▶ [GIVEN TASK]
Retype every line of the records below without changing a single character.

▶ [RECORDS SHOWN]

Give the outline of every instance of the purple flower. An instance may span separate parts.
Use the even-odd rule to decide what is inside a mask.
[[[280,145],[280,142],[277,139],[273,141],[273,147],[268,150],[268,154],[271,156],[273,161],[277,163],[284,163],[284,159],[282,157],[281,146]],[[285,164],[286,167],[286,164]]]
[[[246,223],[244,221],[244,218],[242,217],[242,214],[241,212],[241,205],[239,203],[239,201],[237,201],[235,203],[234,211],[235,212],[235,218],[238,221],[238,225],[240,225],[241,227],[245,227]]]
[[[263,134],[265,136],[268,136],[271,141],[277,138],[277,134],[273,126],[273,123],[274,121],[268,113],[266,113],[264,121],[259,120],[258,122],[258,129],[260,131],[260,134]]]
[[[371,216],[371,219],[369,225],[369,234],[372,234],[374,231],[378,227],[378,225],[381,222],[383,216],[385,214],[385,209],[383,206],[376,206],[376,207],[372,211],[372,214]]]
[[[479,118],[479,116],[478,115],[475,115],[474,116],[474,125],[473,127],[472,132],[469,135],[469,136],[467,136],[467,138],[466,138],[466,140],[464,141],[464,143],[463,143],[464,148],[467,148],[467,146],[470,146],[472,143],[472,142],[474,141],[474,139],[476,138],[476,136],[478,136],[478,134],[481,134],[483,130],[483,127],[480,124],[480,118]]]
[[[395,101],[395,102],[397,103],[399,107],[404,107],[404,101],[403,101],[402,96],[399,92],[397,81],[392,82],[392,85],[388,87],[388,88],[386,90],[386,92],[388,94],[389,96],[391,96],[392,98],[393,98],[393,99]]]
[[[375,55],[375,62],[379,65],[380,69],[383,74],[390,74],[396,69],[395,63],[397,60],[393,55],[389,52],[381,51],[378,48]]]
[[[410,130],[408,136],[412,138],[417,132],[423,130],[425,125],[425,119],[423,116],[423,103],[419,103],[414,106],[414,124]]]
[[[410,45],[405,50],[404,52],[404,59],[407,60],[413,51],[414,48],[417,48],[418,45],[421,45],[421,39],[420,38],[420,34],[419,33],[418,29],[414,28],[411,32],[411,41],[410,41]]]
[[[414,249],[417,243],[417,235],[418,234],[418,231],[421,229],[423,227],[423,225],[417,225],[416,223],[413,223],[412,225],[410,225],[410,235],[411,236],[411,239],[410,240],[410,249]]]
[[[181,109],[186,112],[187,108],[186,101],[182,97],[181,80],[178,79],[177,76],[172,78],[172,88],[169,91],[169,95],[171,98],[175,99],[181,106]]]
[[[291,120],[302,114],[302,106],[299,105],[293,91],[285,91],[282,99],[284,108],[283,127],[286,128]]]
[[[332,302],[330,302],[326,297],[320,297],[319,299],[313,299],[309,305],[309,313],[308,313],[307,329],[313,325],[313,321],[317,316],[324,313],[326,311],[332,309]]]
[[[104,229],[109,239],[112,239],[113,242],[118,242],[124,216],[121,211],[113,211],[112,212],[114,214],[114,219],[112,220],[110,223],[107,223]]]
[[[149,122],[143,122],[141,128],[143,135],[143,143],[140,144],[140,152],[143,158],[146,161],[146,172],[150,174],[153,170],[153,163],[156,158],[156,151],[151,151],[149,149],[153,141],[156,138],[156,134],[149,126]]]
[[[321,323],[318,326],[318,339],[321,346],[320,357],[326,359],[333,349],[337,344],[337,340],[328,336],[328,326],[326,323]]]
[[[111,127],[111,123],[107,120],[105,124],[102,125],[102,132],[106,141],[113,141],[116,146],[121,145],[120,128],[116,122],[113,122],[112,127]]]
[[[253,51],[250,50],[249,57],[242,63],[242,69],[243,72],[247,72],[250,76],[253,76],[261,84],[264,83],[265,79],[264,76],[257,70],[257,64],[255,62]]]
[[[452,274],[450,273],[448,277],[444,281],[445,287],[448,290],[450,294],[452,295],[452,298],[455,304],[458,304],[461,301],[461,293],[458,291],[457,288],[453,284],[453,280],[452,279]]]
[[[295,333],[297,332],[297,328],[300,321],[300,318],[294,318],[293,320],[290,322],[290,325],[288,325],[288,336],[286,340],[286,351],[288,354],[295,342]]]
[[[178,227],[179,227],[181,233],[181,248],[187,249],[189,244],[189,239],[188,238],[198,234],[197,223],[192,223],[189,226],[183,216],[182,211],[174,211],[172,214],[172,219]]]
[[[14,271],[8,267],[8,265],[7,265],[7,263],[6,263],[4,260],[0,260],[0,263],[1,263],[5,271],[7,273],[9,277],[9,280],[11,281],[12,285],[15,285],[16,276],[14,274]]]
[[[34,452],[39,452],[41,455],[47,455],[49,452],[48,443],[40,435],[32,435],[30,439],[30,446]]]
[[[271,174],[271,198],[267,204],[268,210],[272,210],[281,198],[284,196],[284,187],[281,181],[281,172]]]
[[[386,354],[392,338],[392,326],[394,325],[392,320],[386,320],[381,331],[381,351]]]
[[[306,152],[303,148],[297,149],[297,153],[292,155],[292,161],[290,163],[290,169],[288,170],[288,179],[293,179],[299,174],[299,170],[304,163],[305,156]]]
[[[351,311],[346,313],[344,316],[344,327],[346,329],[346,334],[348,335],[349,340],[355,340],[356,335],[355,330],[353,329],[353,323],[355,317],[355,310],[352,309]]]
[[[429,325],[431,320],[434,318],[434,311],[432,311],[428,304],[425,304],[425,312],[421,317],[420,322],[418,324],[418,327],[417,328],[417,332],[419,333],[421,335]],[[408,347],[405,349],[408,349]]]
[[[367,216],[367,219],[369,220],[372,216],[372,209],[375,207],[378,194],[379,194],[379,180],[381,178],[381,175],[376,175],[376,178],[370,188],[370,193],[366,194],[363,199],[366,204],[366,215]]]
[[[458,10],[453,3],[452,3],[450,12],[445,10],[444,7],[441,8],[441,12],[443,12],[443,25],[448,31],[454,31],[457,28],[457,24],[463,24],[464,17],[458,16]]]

▶ [SOLUTION]
Give the outline of every instance of the purple flower. An instance may span separate parts.
Use the even-odd rule to decide what is inside a mask.
[[[280,145],[280,142],[277,139],[273,141],[273,147],[268,150],[268,154],[271,156],[273,161],[277,163],[284,163],[284,159],[282,157],[281,146]],[[285,164],[286,167],[286,164]]]
[[[246,223],[244,221],[244,218],[242,217],[242,214],[241,212],[241,205],[239,203],[239,201],[237,201],[235,203],[234,211],[235,212],[235,218],[238,221],[238,225],[240,225],[241,227],[245,227]]]
[[[263,134],[265,136],[268,136],[271,141],[277,138],[277,134],[273,126],[273,123],[274,121],[268,113],[266,113],[264,121],[259,120],[258,122],[258,129],[260,131],[260,134]]]
[[[371,216],[371,219],[369,225],[369,234],[372,234],[374,231],[378,227],[378,225],[381,222],[383,216],[385,214],[385,209],[383,206],[376,206],[376,207],[372,211],[372,214]]]
[[[479,118],[479,116],[478,115],[475,115],[474,116],[474,125],[473,127],[472,132],[469,135],[469,136],[467,136],[467,138],[466,138],[466,140],[464,141],[464,143],[463,143],[464,148],[467,148],[467,146],[470,146],[472,143],[472,142],[474,141],[474,139],[476,138],[476,136],[478,136],[478,134],[481,134],[483,130],[483,127],[480,124],[480,118]]]
[[[395,101],[395,102],[397,103],[399,107],[404,107],[404,101],[403,101],[402,96],[399,92],[397,81],[392,82],[392,85],[388,87],[388,88],[386,90],[386,92],[388,94],[389,96],[391,96],[392,98],[393,98],[393,99]]]
[[[375,55],[375,62],[379,65],[380,69],[383,74],[390,74],[396,69],[395,63],[397,60],[393,55],[389,52],[381,51],[378,48]]]
[[[410,130],[408,136],[412,138],[417,132],[423,130],[425,125],[425,119],[423,116],[423,103],[419,103],[414,106],[414,124]]]
[[[410,45],[405,50],[404,52],[404,59],[407,60],[413,51],[414,48],[417,48],[418,45],[421,45],[421,39],[420,38],[420,34],[419,33],[418,29],[414,28],[411,32],[411,41],[410,41]]]
[[[414,249],[417,243],[417,235],[418,234],[418,231],[421,229],[423,227],[423,225],[417,225],[416,223],[413,223],[412,225],[410,225],[410,235],[411,236],[411,239],[410,240],[410,249]]]
[[[181,109],[186,112],[187,108],[186,101],[182,97],[181,80],[178,79],[177,76],[172,78],[172,88],[169,91],[169,95],[171,98],[175,99],[181,106]]]
[[[291,120],[302,114],[302,106],[299,105],[293,91],[285,91],[282,99],[284,108],[283,127],[286,128]]]
[[[332,302],[330,302],[326,297],[320,297],[319,299],[313,299],[309,305],[309,313],[308,313],[307,329],[313,325],[313,321],[317,316],[324,313],[326,311],[332,309]]]
[[[104,229],[109,239],[112,239],[113,242],[118,242],[124,216],[121,211],[113,211],[112,212],[114,214],[114,219],[112,220],[110,223],[107,223]]]
[[[149,122],[143,122],[141,128],[143,135],[143,143],[140,144],[140,152],[143,158],[146,161],[146,172],[150,174],[153,170],[153,163],[156,158],[156,151],[151,151],[149,149],[153,141],[156,138],[156,134],[149,126]]]
[[[321,323],[318,326],[318,339],[321,346],[320,357],[326,359],[333,349],[337,344],[337,340],[328,336],[328,326],[326,323]]]
[[[111,127],[111,123],[107,120],[105,124],[102,125],[102,132],[106,141],[113,141],[116,146],[121,145],[120,128],[116,122],[113,122],[112,127]]]
[[[253,51],[250,50],[249,57],[242,63],[242,69],[243,72],[247,72],[250,76],[253,76],[261,84],[264,83],[265,79],[264,76],[257,70],[257,64],[255,62]]]
[[[452,274],[450,273],[448,277],[444,281],[445,287],[448,290],[450,294],[452,295],[452,298],[455,304],[458,304],[461,301],[461,293],[458,291],[457,288],[453,284],[453,280],[452,279]]]
[[[295,333],[297,332],[297,328],[300,321],[300,318],[294,318],[293,320],[290,322],[290,325],[288,325],[288,336],[286,340],[286,351],[288,354],[295,342]]]
[[[178,227],[179,227],[181,233],[181,248],[187,249],[189,244],[189,239],[188,238],[198,234],[197,223],[192,223],[189,226],[183,216],[182,211],[174,211],[172,214],[172,219]]]
[[[14,271],[8,267],[8,265],[7,265],[7,263],[6,263],[4,260],[0,260],[0,263],[1,263],[5,271],[7,273],[9,277],[9,280],[11,281],[12,285],[15,285],[16,276],[14,274]]]
[[[34,452],[39,452],[41,455],[47,455],[49,452],[48,443],[40,435],[32,435],[30,439],[30,446]]]
[[[271,174],[271,198],[267,204],[268,210],[272,210],[281,198],[284,196],[284,187],[281,181],[281,172]]]
[[[386,354],[392,338],[392,326],[394,325],[392,320],[386,320],[381,331],[381,351]]]
[[[306,152],[303,148],[297,149],[297,153],[292,155],[292,161],[290,163],[290,169],[288,170],[288,179],[293,179],[299,174],[299,170],[304,163],[305,156]]]
[[[351,311],[346,313],[344,316],[344,327],[346,329],[346,334],[348,335],[349,340],[355,340],[356,335],[355,330],[353,329],[353,323],[355,317],[355,310],[352,309]]]
[[[429,325],[431,320],[434,318],[434,311],[432,311],[428,304],[425,304],[425,312],[421,317],[420,322],[418,324],[418,327],[417,328],[417,332],[419,333],[421,335]],[[408,347],[405,349],[408,349]]]
[[[367,216],[367,219],[369,220],[372,216],[372,209],[375,207],[378,194],[379,194],[379,180],[381,178],[381,175],[376,175],[376,178],[370,188],[370,193],[366,194],[363,199],[366,204],[366,215]]]
[[[458,10],[453,3],[452,3],[450,12],[445,10],[444,7],[441,8],[441,12],[443,12],[443,25],[448,31],[454,31],[457,28],[457,24],[463,24],[464,17],[458,16]]]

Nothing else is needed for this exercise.